• Exercise description: What is needed is an exact copy of the records below, minus any pictures.

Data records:
= Beginning of Section =
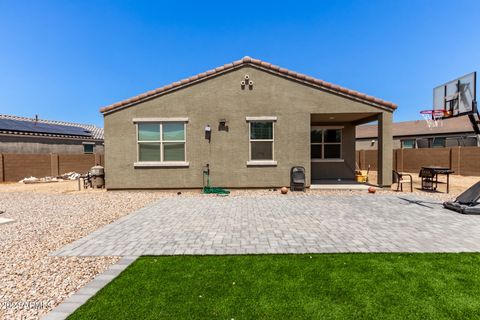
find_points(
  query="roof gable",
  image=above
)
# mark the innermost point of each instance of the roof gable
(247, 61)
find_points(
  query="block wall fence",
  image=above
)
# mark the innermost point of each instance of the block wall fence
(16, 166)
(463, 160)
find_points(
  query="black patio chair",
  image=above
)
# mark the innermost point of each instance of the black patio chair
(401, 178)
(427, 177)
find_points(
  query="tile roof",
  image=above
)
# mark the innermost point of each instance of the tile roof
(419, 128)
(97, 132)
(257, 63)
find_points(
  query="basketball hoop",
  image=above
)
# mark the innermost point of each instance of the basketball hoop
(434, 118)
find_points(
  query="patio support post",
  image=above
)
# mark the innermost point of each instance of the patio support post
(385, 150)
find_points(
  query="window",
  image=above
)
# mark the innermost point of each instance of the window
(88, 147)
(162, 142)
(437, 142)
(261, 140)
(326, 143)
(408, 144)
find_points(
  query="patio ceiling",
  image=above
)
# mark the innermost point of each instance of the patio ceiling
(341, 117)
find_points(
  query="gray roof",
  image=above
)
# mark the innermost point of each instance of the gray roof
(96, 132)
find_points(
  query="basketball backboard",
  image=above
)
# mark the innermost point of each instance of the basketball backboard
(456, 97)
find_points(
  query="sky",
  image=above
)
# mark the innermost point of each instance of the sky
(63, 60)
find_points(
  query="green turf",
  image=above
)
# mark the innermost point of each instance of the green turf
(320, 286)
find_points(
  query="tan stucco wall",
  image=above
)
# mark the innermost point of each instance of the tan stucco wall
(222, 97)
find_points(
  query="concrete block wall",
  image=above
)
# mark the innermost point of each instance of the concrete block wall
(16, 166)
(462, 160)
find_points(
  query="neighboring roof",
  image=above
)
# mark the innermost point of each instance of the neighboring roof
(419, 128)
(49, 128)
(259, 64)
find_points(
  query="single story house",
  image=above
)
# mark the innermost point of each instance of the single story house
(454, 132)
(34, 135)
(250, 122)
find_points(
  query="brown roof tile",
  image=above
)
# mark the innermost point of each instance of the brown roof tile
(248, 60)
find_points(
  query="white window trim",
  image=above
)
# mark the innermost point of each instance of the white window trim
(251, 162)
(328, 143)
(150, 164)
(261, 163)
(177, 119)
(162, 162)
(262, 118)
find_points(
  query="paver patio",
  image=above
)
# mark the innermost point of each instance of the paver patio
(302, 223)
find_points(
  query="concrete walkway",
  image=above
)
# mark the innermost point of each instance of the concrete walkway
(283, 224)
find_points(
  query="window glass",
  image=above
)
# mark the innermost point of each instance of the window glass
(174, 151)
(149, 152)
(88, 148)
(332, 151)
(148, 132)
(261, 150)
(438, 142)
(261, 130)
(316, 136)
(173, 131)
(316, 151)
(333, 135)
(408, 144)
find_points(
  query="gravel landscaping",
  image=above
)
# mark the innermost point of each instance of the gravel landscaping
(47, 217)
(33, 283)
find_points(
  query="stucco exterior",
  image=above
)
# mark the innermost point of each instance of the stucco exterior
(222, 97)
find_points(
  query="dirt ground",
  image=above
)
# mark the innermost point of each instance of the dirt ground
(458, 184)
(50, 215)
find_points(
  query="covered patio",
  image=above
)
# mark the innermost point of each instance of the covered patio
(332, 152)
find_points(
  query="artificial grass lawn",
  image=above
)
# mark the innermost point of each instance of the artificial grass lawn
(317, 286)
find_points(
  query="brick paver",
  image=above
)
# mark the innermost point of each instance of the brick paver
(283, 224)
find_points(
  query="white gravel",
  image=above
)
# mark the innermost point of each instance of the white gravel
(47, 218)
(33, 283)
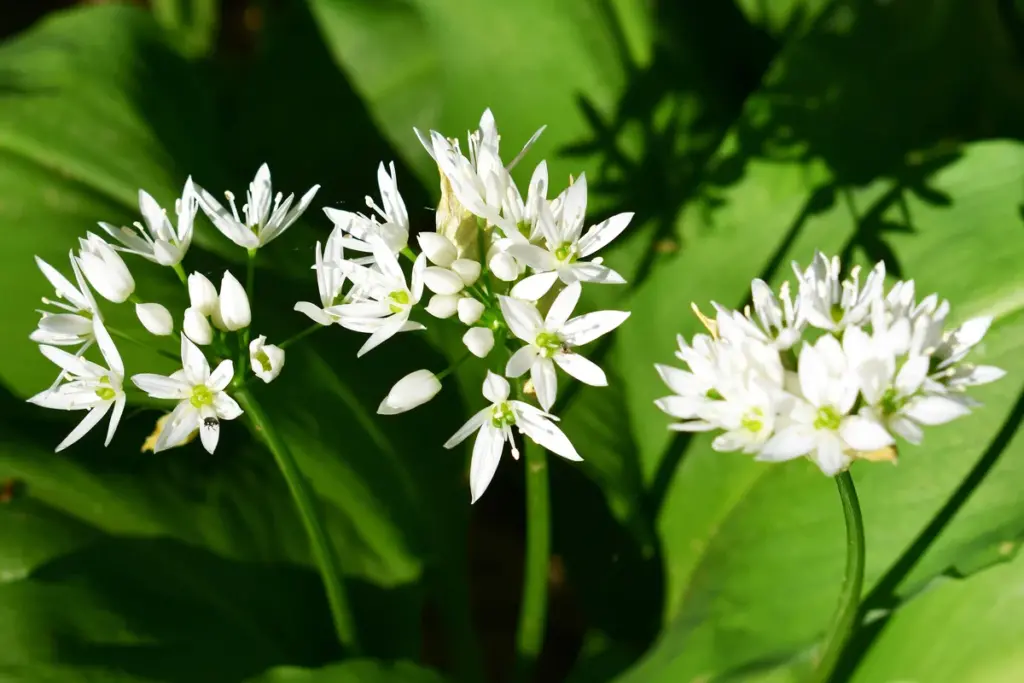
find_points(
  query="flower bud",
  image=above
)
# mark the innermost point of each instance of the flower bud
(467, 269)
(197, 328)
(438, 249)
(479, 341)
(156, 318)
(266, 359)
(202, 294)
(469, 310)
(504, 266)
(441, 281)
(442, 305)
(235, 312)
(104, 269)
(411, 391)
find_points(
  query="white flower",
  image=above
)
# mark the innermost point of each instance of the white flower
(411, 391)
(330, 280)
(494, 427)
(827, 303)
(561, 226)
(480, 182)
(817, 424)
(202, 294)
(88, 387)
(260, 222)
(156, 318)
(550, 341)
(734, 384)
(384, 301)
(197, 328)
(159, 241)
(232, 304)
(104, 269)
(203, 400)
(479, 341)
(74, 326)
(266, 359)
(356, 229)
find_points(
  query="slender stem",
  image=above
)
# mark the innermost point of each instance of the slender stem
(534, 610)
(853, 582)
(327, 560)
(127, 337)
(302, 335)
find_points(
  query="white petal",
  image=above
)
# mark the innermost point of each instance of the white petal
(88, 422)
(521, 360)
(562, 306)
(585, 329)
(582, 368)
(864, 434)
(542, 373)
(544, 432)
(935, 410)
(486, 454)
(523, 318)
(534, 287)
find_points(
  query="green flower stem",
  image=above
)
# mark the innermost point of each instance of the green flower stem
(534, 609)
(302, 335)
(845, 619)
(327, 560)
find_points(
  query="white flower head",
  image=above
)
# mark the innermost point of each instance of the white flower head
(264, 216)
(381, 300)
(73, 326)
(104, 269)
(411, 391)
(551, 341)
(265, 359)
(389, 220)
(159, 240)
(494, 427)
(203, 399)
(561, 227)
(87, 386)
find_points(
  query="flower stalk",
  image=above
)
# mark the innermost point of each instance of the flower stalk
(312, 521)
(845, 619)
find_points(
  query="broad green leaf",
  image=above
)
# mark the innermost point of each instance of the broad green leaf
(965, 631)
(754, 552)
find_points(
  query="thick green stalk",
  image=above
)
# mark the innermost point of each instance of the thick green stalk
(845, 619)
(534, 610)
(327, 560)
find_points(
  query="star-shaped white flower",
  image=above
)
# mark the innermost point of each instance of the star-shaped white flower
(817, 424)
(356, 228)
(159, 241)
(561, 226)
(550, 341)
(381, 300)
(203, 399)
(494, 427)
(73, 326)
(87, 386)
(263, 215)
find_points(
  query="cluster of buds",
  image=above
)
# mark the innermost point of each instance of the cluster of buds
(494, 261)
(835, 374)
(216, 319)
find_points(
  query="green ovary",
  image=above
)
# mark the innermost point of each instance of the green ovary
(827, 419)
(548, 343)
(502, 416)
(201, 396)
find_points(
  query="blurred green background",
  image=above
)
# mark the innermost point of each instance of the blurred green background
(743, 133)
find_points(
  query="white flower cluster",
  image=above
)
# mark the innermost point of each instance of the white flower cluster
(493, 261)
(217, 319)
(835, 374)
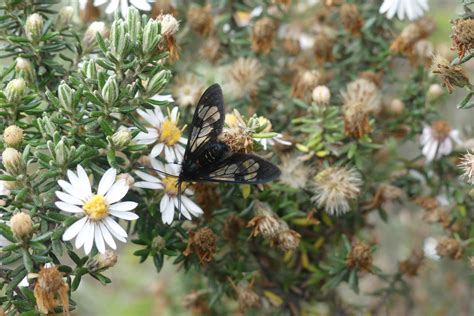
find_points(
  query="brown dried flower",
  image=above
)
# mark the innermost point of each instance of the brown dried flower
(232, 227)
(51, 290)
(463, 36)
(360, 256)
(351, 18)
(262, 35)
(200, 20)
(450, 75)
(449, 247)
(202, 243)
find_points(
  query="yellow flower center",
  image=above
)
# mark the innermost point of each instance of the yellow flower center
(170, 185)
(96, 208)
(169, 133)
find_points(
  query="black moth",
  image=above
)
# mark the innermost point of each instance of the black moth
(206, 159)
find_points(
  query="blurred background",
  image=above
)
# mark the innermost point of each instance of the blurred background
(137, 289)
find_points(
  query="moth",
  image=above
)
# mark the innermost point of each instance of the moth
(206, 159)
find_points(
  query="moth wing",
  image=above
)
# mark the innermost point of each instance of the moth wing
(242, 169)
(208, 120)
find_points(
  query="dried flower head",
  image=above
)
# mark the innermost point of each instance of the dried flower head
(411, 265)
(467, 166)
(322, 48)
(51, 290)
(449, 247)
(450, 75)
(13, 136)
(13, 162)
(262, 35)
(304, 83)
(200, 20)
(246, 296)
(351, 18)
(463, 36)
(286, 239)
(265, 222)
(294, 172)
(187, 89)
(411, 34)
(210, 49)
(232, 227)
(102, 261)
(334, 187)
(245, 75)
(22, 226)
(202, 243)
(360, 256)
= End of Section =
• Exercise answer:
find_points(
  query="roof gable",
  image=above
)
# mark the innermost point of each instance of the roof gable
(247, 61)
find_points(
  query="block wall fence",
  image=above
)
# mark the innermost point of each instance of the block wall fence
(16, 166)
(463, 160)
find_points(
  query="black patio chair",
  image=above
)
# mark the innermost point of each instance of the black patio chair
(401, 178)
(427, 177)
find_points(
  query="tile roof",
  image=above
)
# mark the innermost point of each instance of the tile roof
(419, 128)
(97, 132)
(257, 63)
find_points(
  query="basketball hoop",
  image=above
)
# mark the innermost point of each instance of the basketball hoop
(434, 118)
find_points(
  query="patio support post",
  image=above
)
# mark the innermost point of each instance of the patio support post
(385, 150)
find_points(
  query="window",
  image=above
)
# mark the innermost point of each instance of the window
(88, 147)
(162, 142)
(437, 142)
(261, 140)
(326, 143)
(408, 144)
find_points(
  query="patio ceiling",
  image=above
)
# mark the innermost point of each instance of the patio ceiling
(341, 117)
find_points(
  query="gray roof",
  image=above
)
# mark the innermost point of each instance of the gray roof
(96, 132)
find_points(
  query="basketball backboard",
  image=above
)
# mark the innermost point of each instance of the basketball backboard
(456, 97)
find_points(
  query="sky",
  image=above
)
# mark the innermost point of each instance of the sky
(63, 60)
find_points(
  query="green turf",
  image=above
)
# mark the innermost point of each instance of the green turf
(320, 286)
find_points(
  query="tan stucco wall",
  image=above
)
# mark the innermost point of each instance of the tan stucco wall
(222, 97)
find_points(
  query="concrete block wall",
  image=above
)
# mark the innermost point of each instance of the concrete block wall
(16, 166)
(462, 160)
find_points(
  query="neighboring roof",
  image=above
)
# mark the innermost point of each instance of the neighboring roof
(419, 128)
(49, 128)
(259, 64)
find_points(
  query="single story house",
  image=above
)
# mark the innermost point of each instance of the single story house
(454, 132)
(34, 135)
(250, 122)
find_points(
  query="brown roof tile",
  image=above
)
# mark the innermost point of each instance of the brown roof tile
(248, 60)
find_points(
  query="white window trim",
  image=above
)
# mark the innermost point of each instance of the white window trim
(251, 162)
(328, 143)
(150, 164)
(261, 163)
(177, 119)
(162, 162)
(262, 118)
find_points(
  query="paver patio",
  image=above
)
# mark the innermost point of each instance of the paver patio
(302, 223)
find_points(
  query="concrete walkway",
  image=above
)
# mark the innermost point of each instance of the concrete walkway
(283, 224)
find_points(
  query="window glass",
  image=above
)
# mark the innermost point of each instance of the window glass
(174, 151)
(149, 152)
(88, 148)
(332, 151)
(148, 132)
(261, 150)
(438, 142)
(261, 130)
(316, 136)
(173, 131)
(316, 151)
(333, 135)
(408, 144)
find_points(
  query="gravel landscaping",
  image=above
)
# mark the innermost point of each instance of the gravel landscaping
(47, 217)
(33, 283)
find_points(
  query="stucco exterior",
  image=above
)
# mark the innermost point of each instance of the stucco exterior
(222, 97)
find_points(
  query="dirt ground",
  image=above
)
# mark the innermost point of each instance of the dirt ground
(458, 184)
(50, 215)
find_points(
  query="covered patio",
  image=above
)
# mark the innermost point of each instance of the covered patio
(332, 152)
find_points(
  query="artificial grass lawn",
  image=above
)
# mark the innermost point of each instance of the artificial grass lawn
(317, 286)
find_points(
  query="brick paver",
  image=above
)
# mark the innermost point of each instance of the brick paver
(283, 224)
find_points(
  query="white gravel",
  image=above
)
# mark the innermost point of each instance of the white gravel
(47, 218)
(33, 283)
find_points(
  query="flower bud",
  image=above
)
# mark the innermost point of each instance of the flower bud
(467, 269)
(197, 328)
(438, 249)
(479, 341)
(156, 318)
(266, 359)
(202, 294)
(469, 310)
(504, 266)
(441, 281)
(442, 305)
(235, 312)
(104, 269)
(411, 391)
find_points(
  query="white flower",
  image=above
)
# mark the innermost point of each instance of the white flower
(411, 391)
(330, 280)
(494, 427)
(827, 303)
(561, 226)
(480, 182)
(817, 424)
(202, 294)
(88, 387)
(260, 222)
(156, 318)
(550, 341)
(734, 384)
(384, 301)
(197, 328)
(159, 241)
(232, 304)
(104, 269)
(203, 400)
(479, 341)
(74, 326)
(266, 359)
(356, 229)
find_points(
  query="slender stem",
  image=above
)
# mark the innermost point of each instance of the slender stem
(534, 610)
(853, 582)
(327, 560)
(127, 337)
(302, 335)
find_points(
  query="white petal",
  image=above
)
# mark the innermost point of each instance of the white petal
(88, 422)
(521, 360)
(562, 306)
(585, 329)
(582, 368)
(864, 434)
(542, 373)
(544, 432)
(935, 410)
(486, 454)
(523, 318)
(534, 287)
find_points(
  query="green flower stem",
  image=above
)
# mark the innermost point of each instance of the green flower stem
(534, 609)
(302, 335)
(845, 619)
(327, 560)
find_points(
  query="white flower head",
  image=above
)
# mark the innermost point of each instance of the white flower head
(264, 216)
(381, 300)
(73, 326)
(104, 269)
(411, 391)
(551, 341)
(265, 359)
(389, 220)
(159, 240)
(494, 427)
(203, 399)
(561, 227)
(87, 386)
find_points(
  query="flower stalk",
  image=above
)
# mark the innermost point of each instance of the flower stalk
(312, 521)
(845, 619)
find_points(
  query="broad green leaf",
  image=above
)
# mark the innermost point of each instance of the broad green leaf
(965, 631)
(754, 552)
find_points(
  query="thick green stalk",
  image=above
)
# mark the innermost point of each instance of the thick green stalk
(845, 619)
(534, 610)
(327, 560)
find_points(
  query="star-shaped white flower",
  image=above
)
# mark the innermost point of each instance of the star-shaped white flower
(817, 424)
(356, 228)
(159, 241)
(561, 226)
(550, 341)
(381, 300)
(203, 399)
(494, 427)
(73, 326)
(87, 386)
(263, 215)
find_points(
  query="cluster of buds",
  image=above
)
# mark the innermost point of each instance of the cluster of buds
(494, 261)
(835, 374)
(216, 319)
find_points(
  query="green ovary",
  image=above
)
# mark the innermost point of each instance of the green ovary
(827, 419)
(548, 343)
(502, 416)
(201, 396)
find_points(
  query="blurred green background",
  image=above
)
# mark the innermost point of each instance of the blurred green background
(743, 133)
find_points(
  query="white flower cluster",
  image=above
)
# mark the innermost point of each instance of the white flower cluster
(493, 261)
(217, 319)
(835, 374)
find_points(
  query="brown dried flower",
  image=above
)
# mark the innermost point of each instance of the brown dried flower
(232, 227)
(51, 290)
(463, 36)
(360, 256)
(351, 18)
(262, 35)
(200, 20)
(450, 75)
(449, 247)
(202, 243)
find_points(
  query="yellow flower center",
  image=above
)
# mark the innermost point of each instance of the yellow flower center
(170, 185)
(96, 208)
(169, 133)
find_points(
  query="black moth",
  image=above
)
# mark the innermost point of each instance of the black moth
(206, 159)
find_points(
  query="blurred background",
  image=above
)
# mark the innermost point of each instance of the blurred background
(137, 289)
find_points(
  query="moth",
  image=above
)
# mark the innermost point of each instance of the moth
(206, 159)
find_points(
  query="moth wing",
  image=above
)
# mark the innermost point of each instance of the moth wing
(242, 169)
(208, 120)
find_points(
  query="dried flower head",
  image=above
)
# mark the innermost point of each instance of the dried flower head
(411, 265)
(467, 166)
(322, 48)
(51, 290)
(449, 247)
(450, 75)
(13, 136)
(13, 162)
(262, 35)
(304, 83)
(200, 20)
(246, 296)
(351, 18)
(463, 36)
(286, 239)
(265, 222)
(294, 172)
(187, 89)
(411, 34)
(210, 49)
(232, 227)
(102, 261)
(334, 187)
(245, 75)
(22, 226)
(202, 243)
(360, 256)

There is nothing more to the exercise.